_GIVEN REQUEST_
Rewrite the listing starting at the line that contains "Indicate the nose" and ending at the line that contains "x=253, y=373", adding 23 to both numbers in each coordinate pair that follows a "Query:" line. Keep every other line as it is, including the sample coordinates.
========================================
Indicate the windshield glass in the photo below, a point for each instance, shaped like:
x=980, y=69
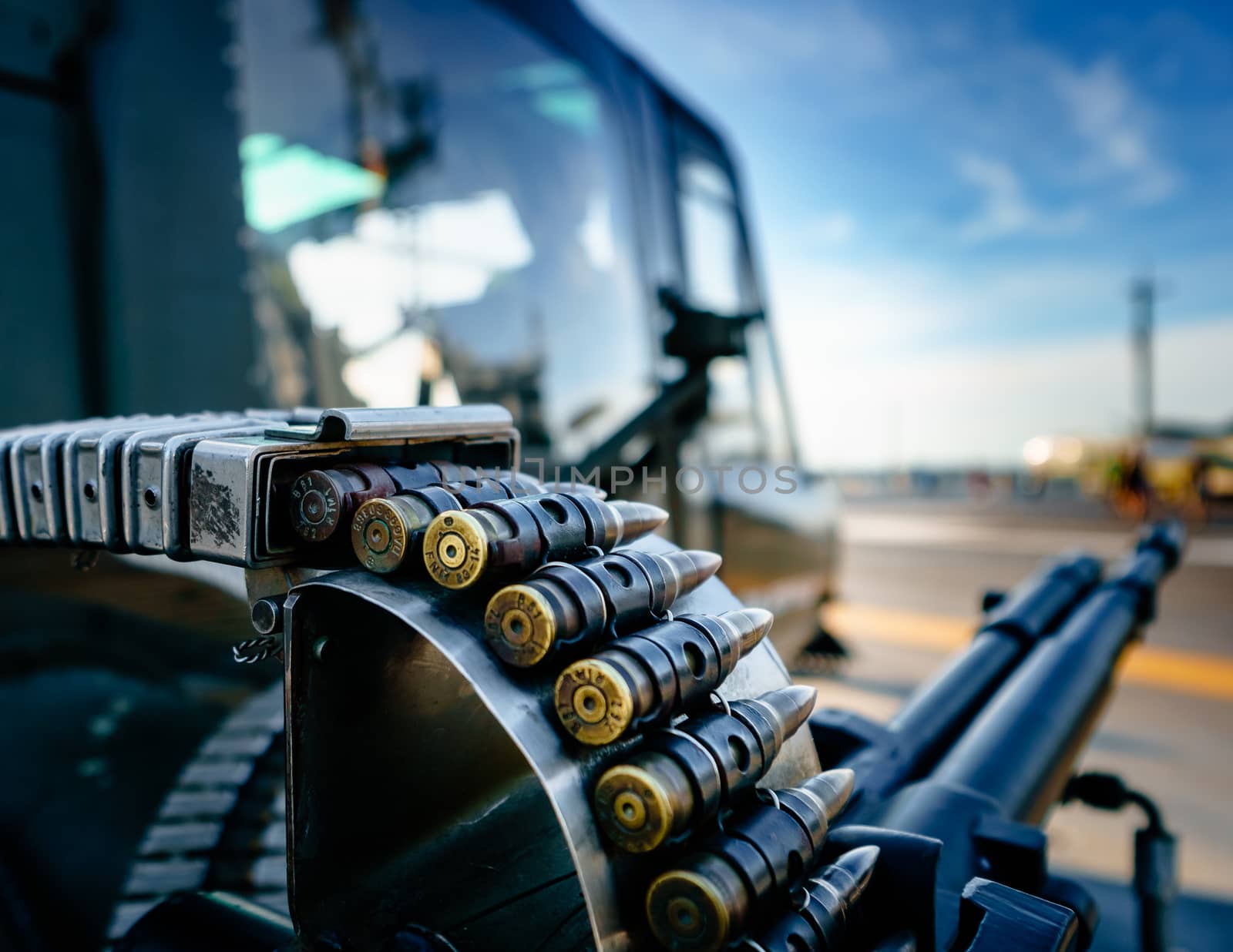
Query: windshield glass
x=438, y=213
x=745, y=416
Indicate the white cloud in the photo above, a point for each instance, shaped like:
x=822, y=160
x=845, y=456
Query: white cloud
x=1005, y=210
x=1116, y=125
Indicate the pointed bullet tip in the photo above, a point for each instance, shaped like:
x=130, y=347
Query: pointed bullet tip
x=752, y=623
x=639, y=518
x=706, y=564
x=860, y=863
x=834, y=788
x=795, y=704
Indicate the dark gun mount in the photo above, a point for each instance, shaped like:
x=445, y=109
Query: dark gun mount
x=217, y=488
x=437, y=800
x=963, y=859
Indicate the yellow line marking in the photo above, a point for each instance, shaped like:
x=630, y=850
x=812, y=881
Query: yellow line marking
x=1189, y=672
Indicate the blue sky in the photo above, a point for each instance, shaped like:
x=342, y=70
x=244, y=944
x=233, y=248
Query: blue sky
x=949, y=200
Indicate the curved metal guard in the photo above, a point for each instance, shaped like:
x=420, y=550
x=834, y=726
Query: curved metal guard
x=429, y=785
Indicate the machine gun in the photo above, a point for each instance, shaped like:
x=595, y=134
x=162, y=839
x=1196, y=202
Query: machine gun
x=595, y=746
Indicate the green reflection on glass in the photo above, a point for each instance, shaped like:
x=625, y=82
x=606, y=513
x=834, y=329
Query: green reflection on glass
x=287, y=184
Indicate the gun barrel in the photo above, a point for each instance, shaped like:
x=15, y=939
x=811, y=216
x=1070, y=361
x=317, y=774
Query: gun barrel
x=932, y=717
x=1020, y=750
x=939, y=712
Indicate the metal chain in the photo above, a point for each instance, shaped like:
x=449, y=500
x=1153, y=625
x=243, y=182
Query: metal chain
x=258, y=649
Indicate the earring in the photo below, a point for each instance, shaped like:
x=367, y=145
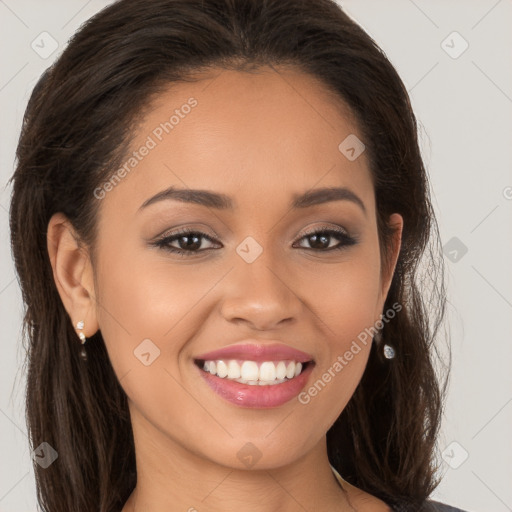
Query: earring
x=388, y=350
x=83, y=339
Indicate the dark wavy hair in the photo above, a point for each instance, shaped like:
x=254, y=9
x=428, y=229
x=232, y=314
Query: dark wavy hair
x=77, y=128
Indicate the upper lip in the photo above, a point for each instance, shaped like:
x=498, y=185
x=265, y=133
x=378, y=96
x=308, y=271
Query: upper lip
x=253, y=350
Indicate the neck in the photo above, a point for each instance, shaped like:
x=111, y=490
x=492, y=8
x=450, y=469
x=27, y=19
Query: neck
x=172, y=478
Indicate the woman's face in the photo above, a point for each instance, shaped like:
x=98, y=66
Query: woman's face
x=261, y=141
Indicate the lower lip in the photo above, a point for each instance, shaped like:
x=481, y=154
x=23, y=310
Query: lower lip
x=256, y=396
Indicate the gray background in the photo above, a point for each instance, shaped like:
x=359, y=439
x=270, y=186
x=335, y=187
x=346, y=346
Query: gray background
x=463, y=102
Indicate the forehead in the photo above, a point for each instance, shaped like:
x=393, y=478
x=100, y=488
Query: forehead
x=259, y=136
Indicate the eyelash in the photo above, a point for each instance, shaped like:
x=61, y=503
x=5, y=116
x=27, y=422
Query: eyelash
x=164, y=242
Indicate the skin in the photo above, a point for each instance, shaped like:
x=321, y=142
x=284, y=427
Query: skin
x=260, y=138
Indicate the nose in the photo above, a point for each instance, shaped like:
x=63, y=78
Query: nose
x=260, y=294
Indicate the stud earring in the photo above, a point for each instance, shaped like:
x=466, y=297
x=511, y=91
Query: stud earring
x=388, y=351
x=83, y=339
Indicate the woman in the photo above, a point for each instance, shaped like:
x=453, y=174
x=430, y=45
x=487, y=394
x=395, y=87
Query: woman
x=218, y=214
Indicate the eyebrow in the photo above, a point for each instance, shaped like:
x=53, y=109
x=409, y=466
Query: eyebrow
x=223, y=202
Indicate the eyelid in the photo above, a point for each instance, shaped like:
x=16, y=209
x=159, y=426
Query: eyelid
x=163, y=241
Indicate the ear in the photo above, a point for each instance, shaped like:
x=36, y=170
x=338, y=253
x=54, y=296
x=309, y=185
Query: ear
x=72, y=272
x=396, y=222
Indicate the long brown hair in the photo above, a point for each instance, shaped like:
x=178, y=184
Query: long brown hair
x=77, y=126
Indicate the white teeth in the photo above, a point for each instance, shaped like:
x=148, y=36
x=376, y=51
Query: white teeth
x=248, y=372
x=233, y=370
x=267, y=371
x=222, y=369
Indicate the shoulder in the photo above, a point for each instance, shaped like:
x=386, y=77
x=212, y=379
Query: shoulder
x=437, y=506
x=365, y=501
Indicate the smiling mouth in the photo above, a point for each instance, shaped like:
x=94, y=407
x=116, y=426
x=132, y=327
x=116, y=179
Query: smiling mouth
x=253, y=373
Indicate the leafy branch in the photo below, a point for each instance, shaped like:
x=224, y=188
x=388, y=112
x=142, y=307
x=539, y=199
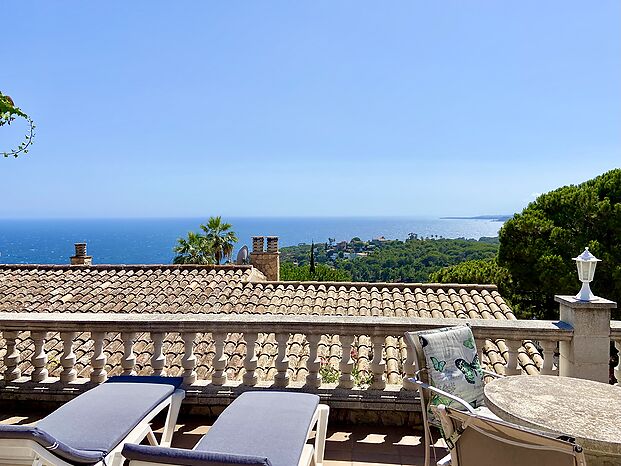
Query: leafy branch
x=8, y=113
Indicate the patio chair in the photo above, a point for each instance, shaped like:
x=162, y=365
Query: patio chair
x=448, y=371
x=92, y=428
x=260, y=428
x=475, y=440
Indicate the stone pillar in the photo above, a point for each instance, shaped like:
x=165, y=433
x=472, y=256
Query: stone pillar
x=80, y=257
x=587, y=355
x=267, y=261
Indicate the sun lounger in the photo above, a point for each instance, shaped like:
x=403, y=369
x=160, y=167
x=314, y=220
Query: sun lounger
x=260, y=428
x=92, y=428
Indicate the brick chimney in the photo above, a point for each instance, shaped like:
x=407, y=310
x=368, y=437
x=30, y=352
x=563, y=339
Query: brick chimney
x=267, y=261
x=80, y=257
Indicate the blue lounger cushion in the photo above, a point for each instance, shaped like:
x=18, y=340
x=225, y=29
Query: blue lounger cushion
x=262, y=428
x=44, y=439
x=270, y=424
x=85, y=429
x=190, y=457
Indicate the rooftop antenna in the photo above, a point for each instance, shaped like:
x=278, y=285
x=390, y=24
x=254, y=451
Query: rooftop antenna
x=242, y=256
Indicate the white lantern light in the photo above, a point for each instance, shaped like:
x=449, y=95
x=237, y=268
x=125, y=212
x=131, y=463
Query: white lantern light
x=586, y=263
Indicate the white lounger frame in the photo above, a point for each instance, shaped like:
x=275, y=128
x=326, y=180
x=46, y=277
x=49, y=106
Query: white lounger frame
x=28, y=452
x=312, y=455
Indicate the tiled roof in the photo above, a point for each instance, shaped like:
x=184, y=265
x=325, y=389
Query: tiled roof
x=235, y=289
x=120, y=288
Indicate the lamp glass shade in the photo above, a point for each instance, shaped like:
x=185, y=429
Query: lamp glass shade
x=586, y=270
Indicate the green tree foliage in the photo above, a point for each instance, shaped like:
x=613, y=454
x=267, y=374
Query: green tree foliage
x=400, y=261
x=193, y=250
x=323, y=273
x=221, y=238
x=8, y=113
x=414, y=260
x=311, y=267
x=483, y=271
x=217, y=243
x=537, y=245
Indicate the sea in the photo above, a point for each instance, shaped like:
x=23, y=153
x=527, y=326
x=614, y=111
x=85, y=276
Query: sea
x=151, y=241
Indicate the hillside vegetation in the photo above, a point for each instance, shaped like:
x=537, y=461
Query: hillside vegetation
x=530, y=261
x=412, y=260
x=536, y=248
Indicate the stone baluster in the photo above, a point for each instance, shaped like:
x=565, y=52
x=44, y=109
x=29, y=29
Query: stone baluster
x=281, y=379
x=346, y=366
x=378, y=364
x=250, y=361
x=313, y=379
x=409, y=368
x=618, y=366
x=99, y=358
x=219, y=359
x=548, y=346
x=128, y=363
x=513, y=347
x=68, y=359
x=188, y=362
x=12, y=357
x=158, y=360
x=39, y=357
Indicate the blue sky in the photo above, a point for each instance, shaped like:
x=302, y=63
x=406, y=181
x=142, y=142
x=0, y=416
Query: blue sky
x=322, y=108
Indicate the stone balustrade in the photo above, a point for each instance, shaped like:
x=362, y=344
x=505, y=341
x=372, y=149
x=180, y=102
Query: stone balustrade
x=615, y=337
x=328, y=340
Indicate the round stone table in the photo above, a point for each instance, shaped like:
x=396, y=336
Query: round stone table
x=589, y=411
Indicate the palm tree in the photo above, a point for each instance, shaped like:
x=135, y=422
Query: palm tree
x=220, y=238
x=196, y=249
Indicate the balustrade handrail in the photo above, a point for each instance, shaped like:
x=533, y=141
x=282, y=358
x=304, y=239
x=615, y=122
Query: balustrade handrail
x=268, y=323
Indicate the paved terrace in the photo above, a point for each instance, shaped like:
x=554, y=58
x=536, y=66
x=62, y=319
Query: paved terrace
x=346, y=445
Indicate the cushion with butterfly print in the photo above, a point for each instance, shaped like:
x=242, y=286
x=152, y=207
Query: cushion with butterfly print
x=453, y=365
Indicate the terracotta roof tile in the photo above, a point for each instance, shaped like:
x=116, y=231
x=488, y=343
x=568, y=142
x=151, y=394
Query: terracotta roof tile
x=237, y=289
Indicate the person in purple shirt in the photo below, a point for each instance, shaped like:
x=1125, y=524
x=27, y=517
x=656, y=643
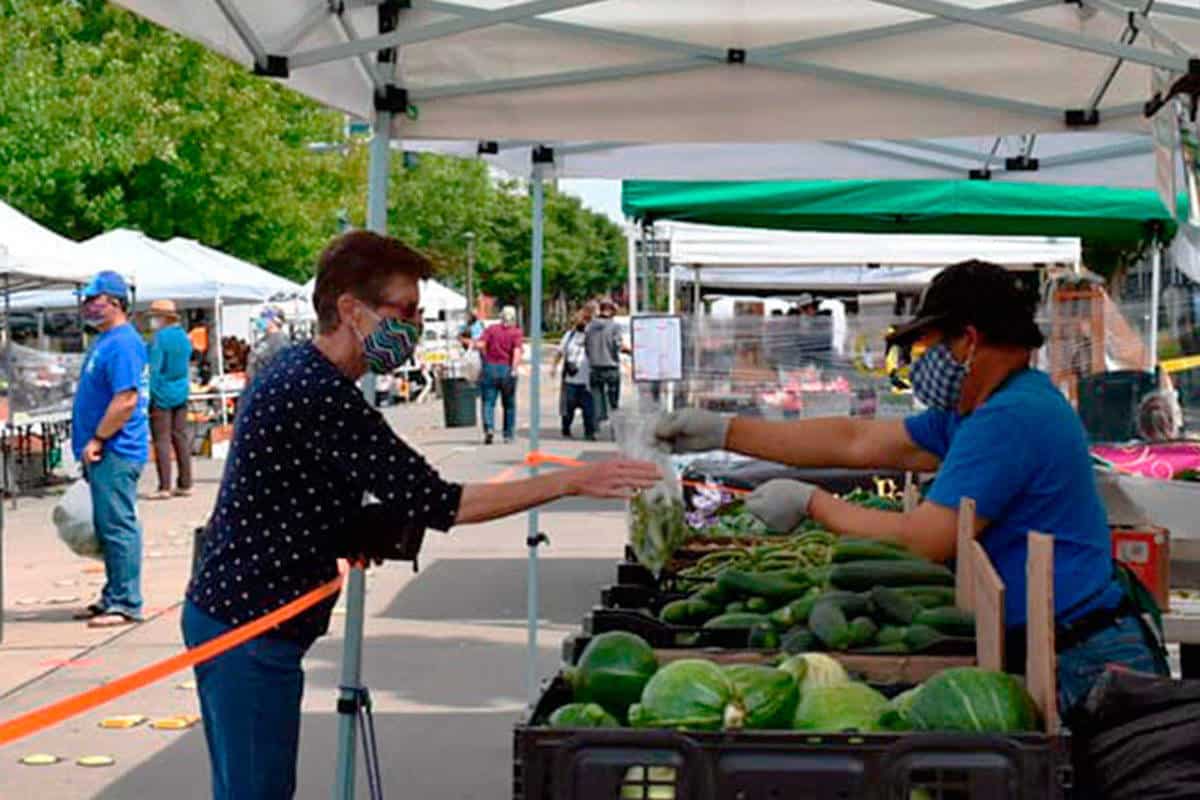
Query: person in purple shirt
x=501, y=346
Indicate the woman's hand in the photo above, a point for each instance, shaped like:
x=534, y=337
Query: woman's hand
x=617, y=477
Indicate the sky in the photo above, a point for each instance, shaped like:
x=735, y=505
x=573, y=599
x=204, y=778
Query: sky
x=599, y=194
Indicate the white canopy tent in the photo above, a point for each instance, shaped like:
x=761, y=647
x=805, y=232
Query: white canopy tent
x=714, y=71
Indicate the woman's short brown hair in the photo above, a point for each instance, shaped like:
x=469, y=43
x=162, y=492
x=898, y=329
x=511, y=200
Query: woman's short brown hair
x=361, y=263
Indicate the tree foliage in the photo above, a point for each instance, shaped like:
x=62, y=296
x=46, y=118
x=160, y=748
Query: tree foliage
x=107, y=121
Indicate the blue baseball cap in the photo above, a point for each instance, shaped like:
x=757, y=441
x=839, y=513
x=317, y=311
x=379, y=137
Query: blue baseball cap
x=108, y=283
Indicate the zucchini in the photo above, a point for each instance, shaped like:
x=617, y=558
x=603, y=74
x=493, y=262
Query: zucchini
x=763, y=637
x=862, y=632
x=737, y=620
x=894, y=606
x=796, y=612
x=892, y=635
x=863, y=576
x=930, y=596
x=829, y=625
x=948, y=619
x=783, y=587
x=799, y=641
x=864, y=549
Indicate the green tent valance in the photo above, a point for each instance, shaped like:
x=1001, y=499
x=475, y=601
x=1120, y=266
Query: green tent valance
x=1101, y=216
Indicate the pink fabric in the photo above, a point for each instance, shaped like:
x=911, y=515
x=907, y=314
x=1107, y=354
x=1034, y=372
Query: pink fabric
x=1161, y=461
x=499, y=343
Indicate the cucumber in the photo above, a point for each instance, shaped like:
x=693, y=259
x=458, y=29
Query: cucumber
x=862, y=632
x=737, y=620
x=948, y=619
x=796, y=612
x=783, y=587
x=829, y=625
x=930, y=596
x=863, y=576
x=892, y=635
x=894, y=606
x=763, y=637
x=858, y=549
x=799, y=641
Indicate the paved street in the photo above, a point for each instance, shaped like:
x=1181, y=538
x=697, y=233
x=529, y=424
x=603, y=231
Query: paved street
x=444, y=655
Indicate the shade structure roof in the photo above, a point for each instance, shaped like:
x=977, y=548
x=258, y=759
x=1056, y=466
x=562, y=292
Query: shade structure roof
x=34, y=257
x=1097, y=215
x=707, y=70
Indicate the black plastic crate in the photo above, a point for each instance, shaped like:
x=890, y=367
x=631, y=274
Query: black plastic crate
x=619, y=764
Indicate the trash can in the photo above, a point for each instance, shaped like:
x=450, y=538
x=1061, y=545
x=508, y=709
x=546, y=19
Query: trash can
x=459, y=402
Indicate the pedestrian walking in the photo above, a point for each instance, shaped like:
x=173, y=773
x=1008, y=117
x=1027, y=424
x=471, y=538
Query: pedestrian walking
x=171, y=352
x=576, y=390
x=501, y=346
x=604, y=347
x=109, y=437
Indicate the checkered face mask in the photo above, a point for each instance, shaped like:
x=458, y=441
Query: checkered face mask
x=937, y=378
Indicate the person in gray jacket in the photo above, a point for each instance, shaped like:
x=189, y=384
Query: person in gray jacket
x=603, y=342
========================================
_RESPONSE BELOW_
Indicate the nose in the photo above, a point for each instance, shaped like:
x=63, y=78
Query: nose
x=283, y=317
Indicate the stud earring in the photo above, a point for each instance, shaped like:
x=466, y=297
x=511, y=91
Query: stud earring
x=411, y=374
x=106, y=362
Indicate the woman in the photo above, a point for each instance, shaped like:
x=453, y=174
x=430, y=45
x=487, y=394
x=395, y=87
Query: woman
x=241, y=237
Indicate the eyebrow in the photo above, a point for each instance, shaped like:
x=53, y=109
x=409, y=466
Query: eyebrow
x=246, y=225
Indicate the eyelid in the photo above, a point for each instance, shaped like:
x=16, y=209
x=159, y=426
Query: eyelid
x=186, y=264
Indicate the ear in the photo above, a point for each instance, shaped like:
x=36, y=170
x=338, y=253
x=54, y=296
x=309, y=185
Query: ear
x=95, y=295
x=419, y=245
Indicate the long brown hair in the photo above, a point for each instance, shaped like:
x=178, y=184
Query: long brown hair
x=100, y=149
Indicate the white teeth in the photo above, a point for each instance, shaped like:
x=148, y=36
x=376, y=51
Query: white teeth
x=271, y=395
x=256, y=393
x=290, y=394
x=245, y=392
Indicate the shoulder in the photo above, a point for each instance, shaped like:
x=386, y=77
x=212, y=379
Query: shoulder
x=460, y=529
x=388, y=524
Indicate the smiling mouth in the photo above, a point for each instance, shaped like:
x=94, y=407
x=116, y=426
x=132, y=327
x=116, y=179
Query: smiling mouth
x=276, y=396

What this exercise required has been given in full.